### TESTO FORNITO
==========

Dal 7 ottobre 2023, i palestinesi stanno vivendo uno degli attacchi più gravi alla loro esistenza nella storia recente. Il 16 settembre 2025, la Commissione Internazionale Indipendente di Inchiesta sui Territori Palestinesi Occupati, compresa Gerusalemme Est, e su Israele ha pubblicato un’analisi legale dettagliata delle operazioni delle forze di sicurezza israeliane a Gaza tra il 7 ottobre 2023 e il 31 luglio 2025, alla luce della Convenzione del 1948 per la prevenzione e la repressione del crimine di genocidio.
La Commissione ha documentato crimini contro l’umanità e crimini di guerra, tra cui sterminio, torture, stupri e violenze sessuali, trattamenti inumani, trasferimenti forzati, persecuzioni basate sul genere e uso della fame come strumento di guerra. Ha inoltre evidenziato che le autorità israeliane hanno parzialmente distrutto la capacità riproduttiva dei palestinesi e imposto condizioni di vita finalizzate alla distruzione fisica del gruppo, configurando atti di genocidio secondo lo Statuto di Roma e la Convenzione sul genocidio[1].
Va ricordato che la Commissione era stata istituita già il 27 maggio 2021 dal Consiglio ONU dei Diritti Umani per indagare su tutte le presunte violazioni dei diritti umani e del diritto internazionale umanitario nei territori palestinesi occupati e in Israele, sia prima sia dopo il 13 aprile 2021.

==========

### MATERIALE FORNITO
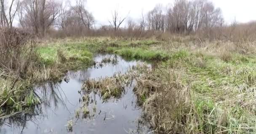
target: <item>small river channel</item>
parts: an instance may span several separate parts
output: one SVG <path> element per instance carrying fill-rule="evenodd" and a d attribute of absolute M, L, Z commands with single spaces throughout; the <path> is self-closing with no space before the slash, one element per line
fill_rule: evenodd
<path fill-rule="evenodd" d="M 89 118 L 75 117 L 75 111 L 81 106 L 81 90 L 85 80 L 125 73 L 133 66 L 141 63 L 127 61 L 113 55 L 97 55 L 94 60 L 100 63 L 106 57 L 115 57 L 118 62 L 105 63 L 84 70 L 69 71 L 58 82 L 47 82 L 36 86 L 42 104 L 27 114 L 6 119 L 0 134 L 147 134 L 150 131 L 141 124 L 142 110 L 136 104 L 133 85 L 126 88 L 120 98 L 104 101 L 100 95 L 90 93 Z M 72 120 L 72 131 L 69 131 L 67 122 Z"/>

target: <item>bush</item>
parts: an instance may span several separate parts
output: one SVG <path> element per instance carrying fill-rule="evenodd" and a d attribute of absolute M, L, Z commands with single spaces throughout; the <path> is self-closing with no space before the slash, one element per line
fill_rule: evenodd
<path fill-rule="evenodd" d="M 0 68 L 5 72 L 24 74 L 38 57 L 32 35 L 17 29 L 3 28 L 0 32 Z"/>

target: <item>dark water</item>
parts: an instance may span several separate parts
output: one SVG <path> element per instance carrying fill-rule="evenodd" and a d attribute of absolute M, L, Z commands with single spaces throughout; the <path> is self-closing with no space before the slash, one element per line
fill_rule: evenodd
<path fill-rule="evenodd" d="M 99 55 L 94 60 L 100 62 L 110 55 Z M 7 119 L 1 126 L 0 134 L 145 134 L 146 127 L 140 124 L 141 110 L 136 106 L 132 85 L 127 87 L 122 97 L 103 102 L 100 96 L 91 93 L 93 101 L 88 109 L 94 116 L 75 118 L 75 111 L 81 107 L 79 93 L 85 80 L 111 76 L 117 72 L 125 73 L 138 62 L 127 61 L 117 57 L 115 64 L 106 64 L 68 73 L 65 80 L 49 82 L 37 86 L 36 92 L 42 104 L 31 113 Z M 95 104 L 95 102 L 96 102 Z M 68 132 L 66 125 L 72 120 L 72 131 Z"/>

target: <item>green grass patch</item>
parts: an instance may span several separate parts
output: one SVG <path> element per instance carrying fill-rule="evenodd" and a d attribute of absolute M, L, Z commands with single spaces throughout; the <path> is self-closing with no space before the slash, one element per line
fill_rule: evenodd
<path fill-rule="evenodd" d="M 166 60 L 170 57 L 163 51 L 153 51 L 140 48 L 123 48 L 115 51 L 115 53 L 125 57 L 149 60 Z"/>

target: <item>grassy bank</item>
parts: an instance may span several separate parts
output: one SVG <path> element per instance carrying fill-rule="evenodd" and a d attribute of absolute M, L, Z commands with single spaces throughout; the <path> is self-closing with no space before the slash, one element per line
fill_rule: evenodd
<path fill-rule="evenodd" d="M 0 100 L 4 104 L 0 114 L 4 116 L 40 103 L 30 88 L 33 82 L 58 80 L 68 70 L 91 65 L 93 54 L 110 53 L 158 62 L 151 68 L 137 67 L 132 77 L 129 75 L 136 81 L 134 91 L 145 119 L 156 131 L 255 133 L 254 43 L 172 39 L 89 38 L 41 42 L 36 49 L 37 67 L 29 67 L 22 78 L 1 75 Z M 99 92 L 106 99 L 118 97 L 124 89 L 118 77 L 89 80 L 83 88 Z M 20 95 L 24 93 L 29 95 Z M 6 108 L 14 110 L 8 113 Z"/>

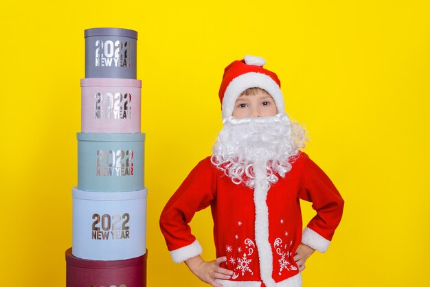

==========

### PROBLEMA PROPOSTO A
Stabilisci se ciascuna affermazione concorda con il testo fornito, rispondendo sì o no e citando le parole decisive del testo.
(i) La Commissione è stata istituita il 16 settembre 2025.
(ii) L'analisi della Commissione riguarda le operazioni a Gaza tra il 7 ottobre 2023 e il 31 luglio 2025.
(iii) La Commissione è stata istituita dal Consiglio ONU dei Diritti Umani.
### PROBLEMA PROPOSTO B
Rispondi in base al testo fornito:
(i) In che data la Commissione ha pubblicato la sua analisi legale?
(ii) Secondo quali due testi giuridici sono configurati gli atti di genocidio?
(iii) Quale data separa le violazioni precedenti da quelle successive su cui la Commissione deve indagare?
### PROBLEMA PROPOSTO C
Spiega per quale scopo il Consiglio ONU dei Diritti Umani aveva istituito la Commissione, secondo il testo fornito.

### SOLUZIONE SVOLTA A
(i) No: "la Commissione era stata istituita già il 27 maggio 2021".
(ii) Sì: "delle operazioni delle forze di sicurezza israeliane a Gaza tra il 7 ottobre 2023 e il 31 luglio 2025".
(iii) Sì: "istituita già il 27 maggio 2021 dal Consiglio ONU dei Diritti Umani".

### SOLUZIONE SVOLTA B
(i) Il 16 settembre 2025.
(ii) Lo Statuto di Roma e la Convenzione sul genocidio.
(iii) Il 13 aprile 2021.

### SOLUZIONE SVOLTA C
Il Consiglio l'aveva istituita per indagare su tutte le presunte violazioni dei diritti umani e del diritto internazionale umanitario nei territori palestinesi occupati e in Israele. L'indagine riguarda le violazioni avvenute sia prima sia dopo il 13 aprile 2021.